Render the material from the line with "Where can the white wall" to the line with "(764, 1029)", both included, as a numbered list with blank lines omitted. Leave out the rest of the material.

-- begin Records shown --

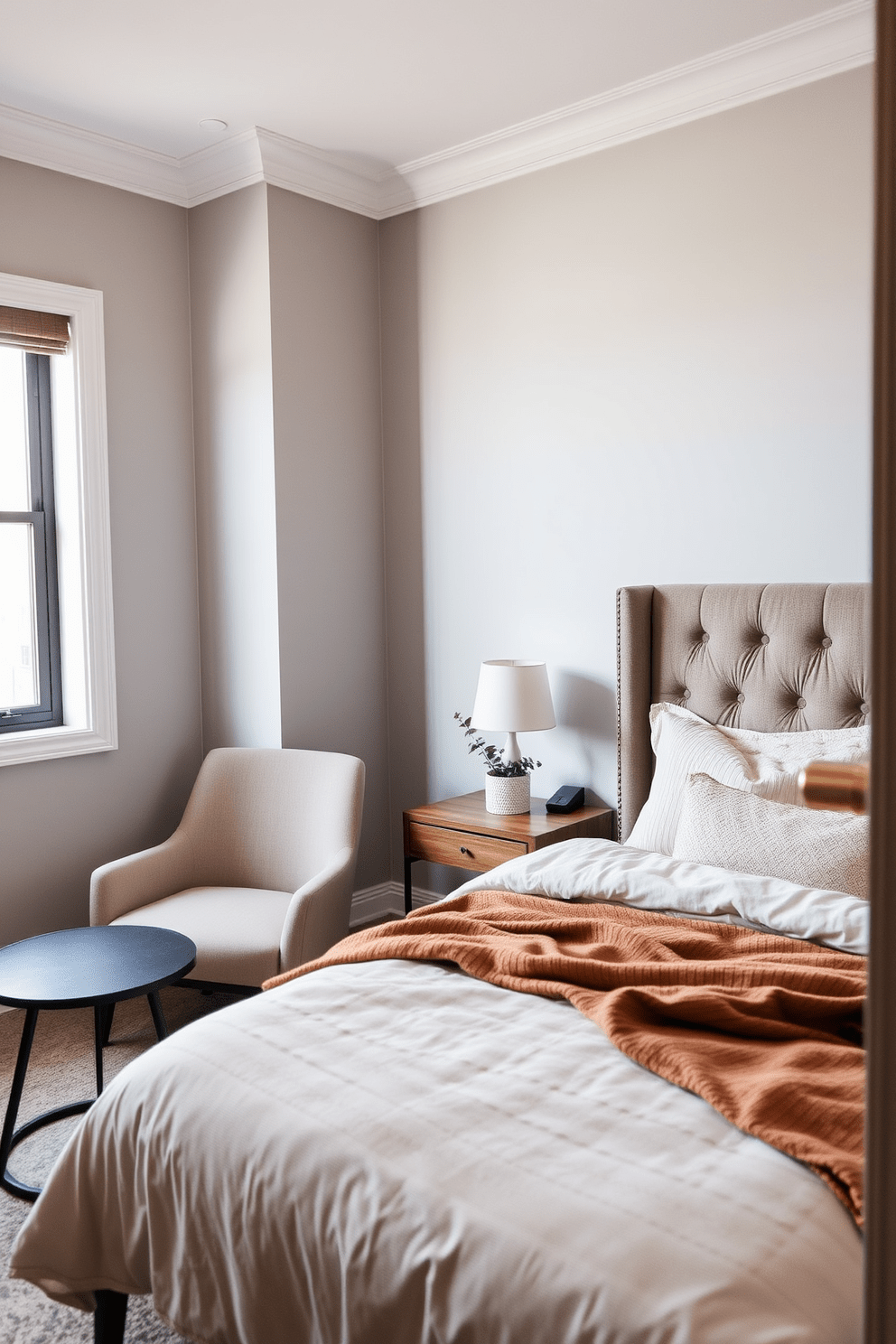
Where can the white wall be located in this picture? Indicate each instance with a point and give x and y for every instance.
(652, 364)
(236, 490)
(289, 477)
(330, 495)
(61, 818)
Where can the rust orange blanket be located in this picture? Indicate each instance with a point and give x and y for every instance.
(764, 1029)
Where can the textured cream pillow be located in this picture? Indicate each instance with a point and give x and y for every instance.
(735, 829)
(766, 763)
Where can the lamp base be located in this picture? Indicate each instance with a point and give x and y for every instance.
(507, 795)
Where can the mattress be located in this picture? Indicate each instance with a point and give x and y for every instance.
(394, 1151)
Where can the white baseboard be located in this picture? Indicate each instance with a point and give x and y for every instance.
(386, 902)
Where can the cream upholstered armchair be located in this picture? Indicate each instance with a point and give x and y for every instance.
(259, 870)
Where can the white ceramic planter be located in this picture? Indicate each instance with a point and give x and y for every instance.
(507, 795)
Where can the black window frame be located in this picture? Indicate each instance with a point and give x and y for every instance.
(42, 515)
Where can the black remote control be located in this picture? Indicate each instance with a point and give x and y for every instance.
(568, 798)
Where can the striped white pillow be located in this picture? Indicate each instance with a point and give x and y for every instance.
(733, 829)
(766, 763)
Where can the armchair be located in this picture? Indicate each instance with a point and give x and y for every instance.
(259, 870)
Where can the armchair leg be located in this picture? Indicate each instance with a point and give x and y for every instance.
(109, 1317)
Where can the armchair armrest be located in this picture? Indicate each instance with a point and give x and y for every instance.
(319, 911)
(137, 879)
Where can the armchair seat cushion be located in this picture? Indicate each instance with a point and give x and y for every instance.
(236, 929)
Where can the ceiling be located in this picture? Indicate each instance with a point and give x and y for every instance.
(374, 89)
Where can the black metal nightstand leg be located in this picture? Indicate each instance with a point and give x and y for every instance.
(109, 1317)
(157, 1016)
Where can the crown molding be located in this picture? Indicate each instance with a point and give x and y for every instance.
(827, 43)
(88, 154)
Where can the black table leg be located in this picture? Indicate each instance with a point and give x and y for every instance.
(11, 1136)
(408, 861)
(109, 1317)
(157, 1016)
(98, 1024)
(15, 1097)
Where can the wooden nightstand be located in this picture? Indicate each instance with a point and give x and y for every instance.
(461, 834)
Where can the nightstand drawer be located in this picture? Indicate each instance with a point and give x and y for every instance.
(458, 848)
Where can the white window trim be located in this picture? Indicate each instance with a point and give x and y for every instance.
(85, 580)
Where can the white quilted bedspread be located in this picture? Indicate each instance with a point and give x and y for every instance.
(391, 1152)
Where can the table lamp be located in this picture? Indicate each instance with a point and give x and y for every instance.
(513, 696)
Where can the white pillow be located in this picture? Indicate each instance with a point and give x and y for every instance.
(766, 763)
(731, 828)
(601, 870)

-- end Records shown --
-- begin Records shown --

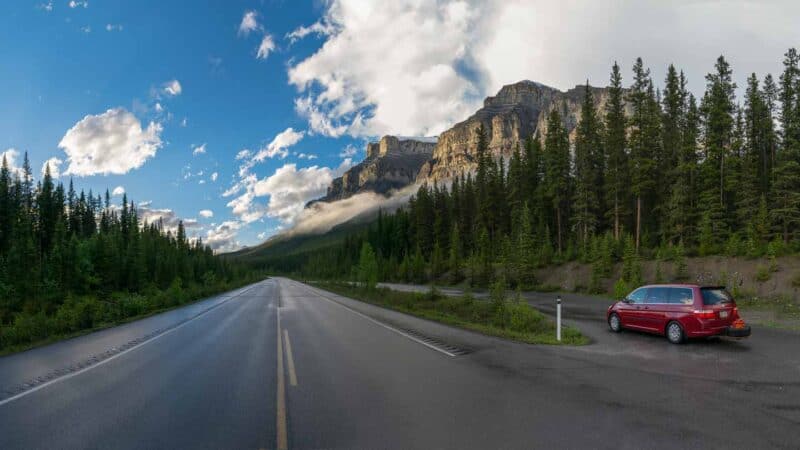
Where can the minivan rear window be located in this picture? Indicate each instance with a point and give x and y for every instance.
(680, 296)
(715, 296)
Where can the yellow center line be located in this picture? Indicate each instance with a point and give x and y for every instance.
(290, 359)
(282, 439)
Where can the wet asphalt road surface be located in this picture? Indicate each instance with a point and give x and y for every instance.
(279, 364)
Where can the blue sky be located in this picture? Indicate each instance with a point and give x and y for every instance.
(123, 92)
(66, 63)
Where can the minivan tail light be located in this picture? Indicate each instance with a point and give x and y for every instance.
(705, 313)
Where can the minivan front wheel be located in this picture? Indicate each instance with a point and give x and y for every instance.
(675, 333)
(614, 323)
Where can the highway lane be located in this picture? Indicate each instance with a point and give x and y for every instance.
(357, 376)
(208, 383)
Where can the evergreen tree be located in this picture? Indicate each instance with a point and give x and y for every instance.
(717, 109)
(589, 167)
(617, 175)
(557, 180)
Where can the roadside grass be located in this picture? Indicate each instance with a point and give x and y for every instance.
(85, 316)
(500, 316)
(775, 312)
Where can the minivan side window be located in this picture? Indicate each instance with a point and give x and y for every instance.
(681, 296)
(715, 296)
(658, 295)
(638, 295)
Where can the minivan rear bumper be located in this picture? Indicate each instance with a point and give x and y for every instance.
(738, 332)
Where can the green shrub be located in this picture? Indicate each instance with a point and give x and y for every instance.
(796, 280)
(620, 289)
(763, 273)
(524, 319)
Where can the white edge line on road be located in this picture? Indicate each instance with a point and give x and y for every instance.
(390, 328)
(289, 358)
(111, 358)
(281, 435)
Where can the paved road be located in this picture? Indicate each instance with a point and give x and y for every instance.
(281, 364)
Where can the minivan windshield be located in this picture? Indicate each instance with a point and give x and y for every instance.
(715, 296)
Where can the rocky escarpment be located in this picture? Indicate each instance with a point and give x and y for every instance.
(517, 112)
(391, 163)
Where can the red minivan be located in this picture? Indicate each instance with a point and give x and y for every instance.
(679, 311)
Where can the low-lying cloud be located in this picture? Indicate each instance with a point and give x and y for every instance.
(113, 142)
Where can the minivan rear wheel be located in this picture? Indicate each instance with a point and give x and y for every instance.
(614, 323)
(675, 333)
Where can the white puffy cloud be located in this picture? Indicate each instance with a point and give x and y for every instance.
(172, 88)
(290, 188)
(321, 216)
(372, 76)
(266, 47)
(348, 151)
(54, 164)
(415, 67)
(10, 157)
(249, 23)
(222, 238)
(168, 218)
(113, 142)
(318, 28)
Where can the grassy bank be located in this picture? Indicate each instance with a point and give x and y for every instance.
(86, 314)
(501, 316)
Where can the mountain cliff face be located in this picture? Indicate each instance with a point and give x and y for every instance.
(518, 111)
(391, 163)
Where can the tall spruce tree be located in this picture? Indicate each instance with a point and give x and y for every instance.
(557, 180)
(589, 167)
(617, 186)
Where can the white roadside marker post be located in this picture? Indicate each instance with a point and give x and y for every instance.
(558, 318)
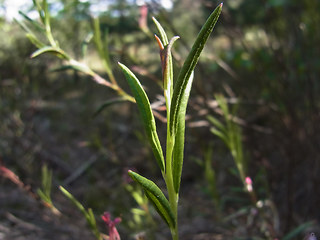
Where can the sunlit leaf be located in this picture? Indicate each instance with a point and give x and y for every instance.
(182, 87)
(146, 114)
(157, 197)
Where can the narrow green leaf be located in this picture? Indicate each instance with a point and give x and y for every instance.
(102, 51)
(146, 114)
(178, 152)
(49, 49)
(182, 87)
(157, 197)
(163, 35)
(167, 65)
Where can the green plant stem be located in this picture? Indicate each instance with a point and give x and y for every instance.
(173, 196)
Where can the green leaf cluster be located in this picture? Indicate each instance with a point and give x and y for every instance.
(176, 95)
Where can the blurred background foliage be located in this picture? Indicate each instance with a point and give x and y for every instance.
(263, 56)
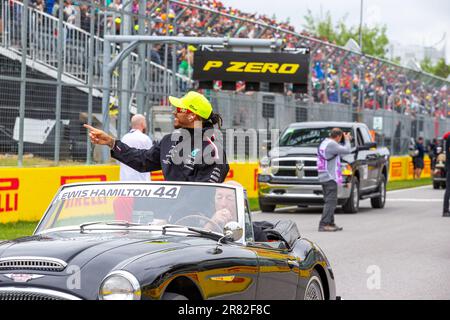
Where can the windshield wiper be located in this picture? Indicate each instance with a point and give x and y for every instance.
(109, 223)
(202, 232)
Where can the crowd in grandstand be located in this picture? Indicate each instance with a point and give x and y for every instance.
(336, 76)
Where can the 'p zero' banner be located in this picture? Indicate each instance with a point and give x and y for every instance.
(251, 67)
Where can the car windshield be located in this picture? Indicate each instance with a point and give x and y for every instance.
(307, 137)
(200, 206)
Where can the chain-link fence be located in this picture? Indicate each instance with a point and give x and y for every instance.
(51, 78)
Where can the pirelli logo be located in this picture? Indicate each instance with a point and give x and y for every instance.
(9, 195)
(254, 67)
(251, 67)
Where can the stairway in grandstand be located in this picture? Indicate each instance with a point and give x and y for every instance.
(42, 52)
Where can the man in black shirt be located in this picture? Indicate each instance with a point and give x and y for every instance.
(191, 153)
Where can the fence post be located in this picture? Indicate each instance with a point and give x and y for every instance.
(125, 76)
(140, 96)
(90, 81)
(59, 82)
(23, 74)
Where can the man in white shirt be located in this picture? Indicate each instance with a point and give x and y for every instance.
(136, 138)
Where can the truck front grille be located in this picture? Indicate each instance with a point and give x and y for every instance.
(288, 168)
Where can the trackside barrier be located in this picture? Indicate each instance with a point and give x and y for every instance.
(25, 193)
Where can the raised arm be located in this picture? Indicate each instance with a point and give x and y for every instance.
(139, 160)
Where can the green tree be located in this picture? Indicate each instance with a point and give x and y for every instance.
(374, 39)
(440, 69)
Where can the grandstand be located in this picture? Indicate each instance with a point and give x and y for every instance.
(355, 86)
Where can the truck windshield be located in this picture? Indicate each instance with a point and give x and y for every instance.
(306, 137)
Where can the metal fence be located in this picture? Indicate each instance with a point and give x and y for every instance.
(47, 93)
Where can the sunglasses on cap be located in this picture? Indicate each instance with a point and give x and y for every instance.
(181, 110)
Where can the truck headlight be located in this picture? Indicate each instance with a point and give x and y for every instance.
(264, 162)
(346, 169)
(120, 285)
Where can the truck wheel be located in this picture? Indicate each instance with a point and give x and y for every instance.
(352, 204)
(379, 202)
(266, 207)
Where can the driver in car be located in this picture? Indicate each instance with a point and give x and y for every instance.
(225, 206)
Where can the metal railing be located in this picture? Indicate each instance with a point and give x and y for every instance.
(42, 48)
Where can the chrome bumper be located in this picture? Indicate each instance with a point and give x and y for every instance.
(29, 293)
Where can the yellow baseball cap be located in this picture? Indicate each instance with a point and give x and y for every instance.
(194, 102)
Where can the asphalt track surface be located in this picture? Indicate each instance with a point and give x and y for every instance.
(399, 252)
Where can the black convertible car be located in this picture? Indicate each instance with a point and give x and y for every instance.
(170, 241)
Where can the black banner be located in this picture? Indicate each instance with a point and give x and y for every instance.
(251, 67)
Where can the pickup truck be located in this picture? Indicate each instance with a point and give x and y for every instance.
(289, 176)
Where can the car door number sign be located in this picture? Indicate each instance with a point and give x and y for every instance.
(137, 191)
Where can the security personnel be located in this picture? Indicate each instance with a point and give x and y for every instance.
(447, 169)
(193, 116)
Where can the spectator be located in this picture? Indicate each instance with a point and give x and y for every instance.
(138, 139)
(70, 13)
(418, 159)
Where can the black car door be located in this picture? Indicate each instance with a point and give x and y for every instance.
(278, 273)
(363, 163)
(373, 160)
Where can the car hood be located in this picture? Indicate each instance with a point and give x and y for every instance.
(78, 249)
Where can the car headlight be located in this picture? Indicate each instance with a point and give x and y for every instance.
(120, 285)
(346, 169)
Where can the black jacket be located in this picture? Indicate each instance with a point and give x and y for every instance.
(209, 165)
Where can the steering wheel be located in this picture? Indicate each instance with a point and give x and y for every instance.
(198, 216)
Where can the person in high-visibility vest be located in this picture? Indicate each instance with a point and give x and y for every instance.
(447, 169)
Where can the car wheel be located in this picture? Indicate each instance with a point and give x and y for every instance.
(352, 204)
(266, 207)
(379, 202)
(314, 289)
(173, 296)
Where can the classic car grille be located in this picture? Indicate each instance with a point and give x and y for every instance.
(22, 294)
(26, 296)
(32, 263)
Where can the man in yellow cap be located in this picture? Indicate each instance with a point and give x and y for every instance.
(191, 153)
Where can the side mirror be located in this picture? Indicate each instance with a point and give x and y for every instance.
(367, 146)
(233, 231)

-- end Records shown --
-- begin Records shown --

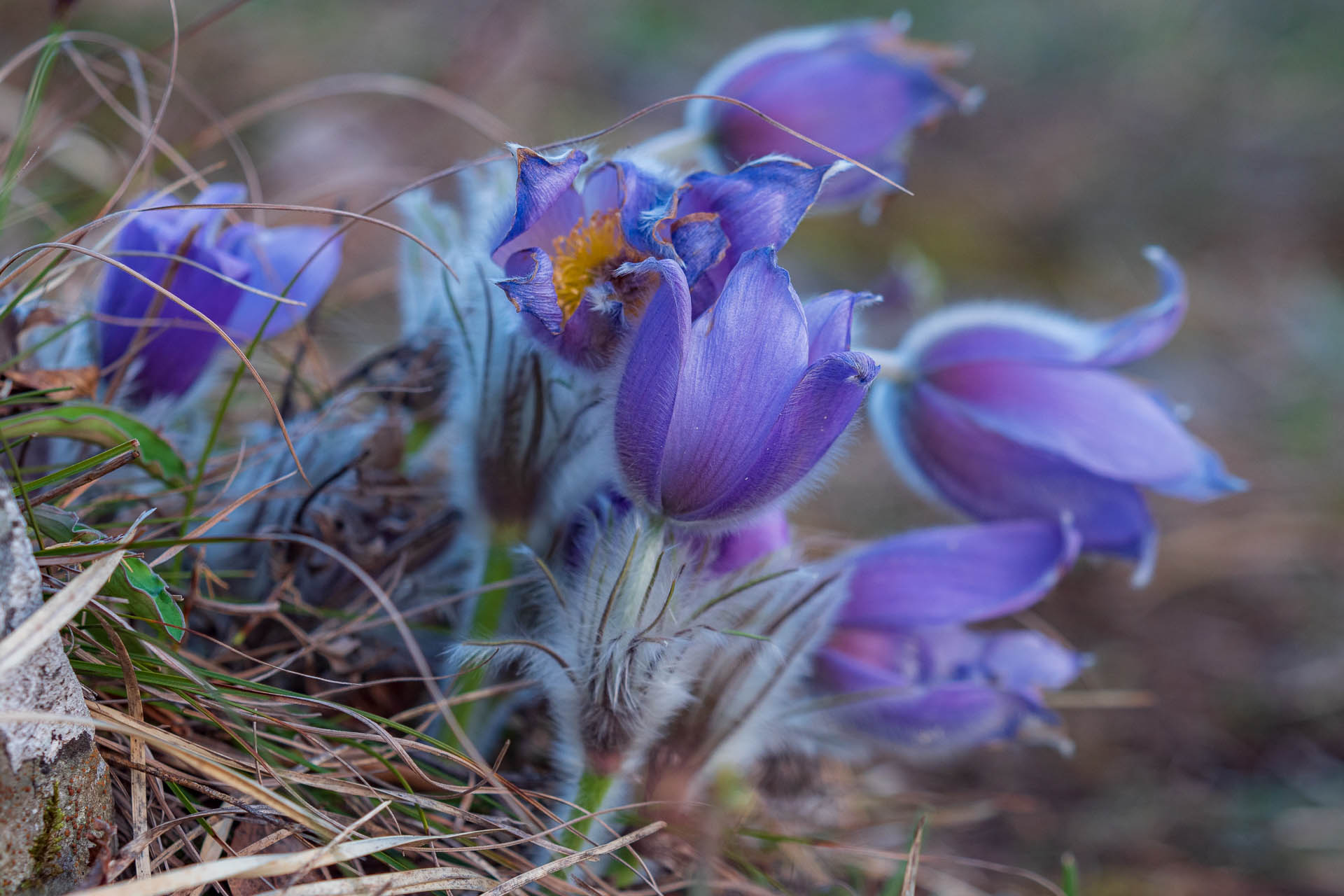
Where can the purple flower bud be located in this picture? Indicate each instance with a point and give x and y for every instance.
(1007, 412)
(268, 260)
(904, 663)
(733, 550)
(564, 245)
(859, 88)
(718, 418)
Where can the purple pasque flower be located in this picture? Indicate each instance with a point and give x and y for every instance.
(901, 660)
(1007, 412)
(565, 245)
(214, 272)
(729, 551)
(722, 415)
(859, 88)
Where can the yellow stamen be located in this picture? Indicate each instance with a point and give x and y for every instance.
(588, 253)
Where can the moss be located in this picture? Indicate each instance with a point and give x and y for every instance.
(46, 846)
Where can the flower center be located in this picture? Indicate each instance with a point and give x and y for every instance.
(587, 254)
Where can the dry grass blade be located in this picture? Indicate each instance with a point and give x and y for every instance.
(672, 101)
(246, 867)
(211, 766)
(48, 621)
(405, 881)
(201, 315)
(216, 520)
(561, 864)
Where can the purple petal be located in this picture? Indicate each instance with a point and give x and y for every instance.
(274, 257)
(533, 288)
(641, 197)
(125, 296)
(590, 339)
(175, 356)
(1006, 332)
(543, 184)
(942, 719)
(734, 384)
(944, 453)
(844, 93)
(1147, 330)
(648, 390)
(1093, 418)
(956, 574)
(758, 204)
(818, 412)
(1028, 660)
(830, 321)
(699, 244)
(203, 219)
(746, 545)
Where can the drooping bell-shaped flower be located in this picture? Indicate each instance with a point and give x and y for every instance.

-- end Records shown --

Response to this task:
1. Where can the white wall be located in this picture? Indicate each instance with a point and give x and y for every instance.
2. (652, 364)
3. (236, 490)
4. (289, 477)
5. (330, 495)
6. (61, 818)
7. Where can the rust orange blanket be located in this picture? Indicate each instance with a point and give x and y for every instance.
8. (764, 1029)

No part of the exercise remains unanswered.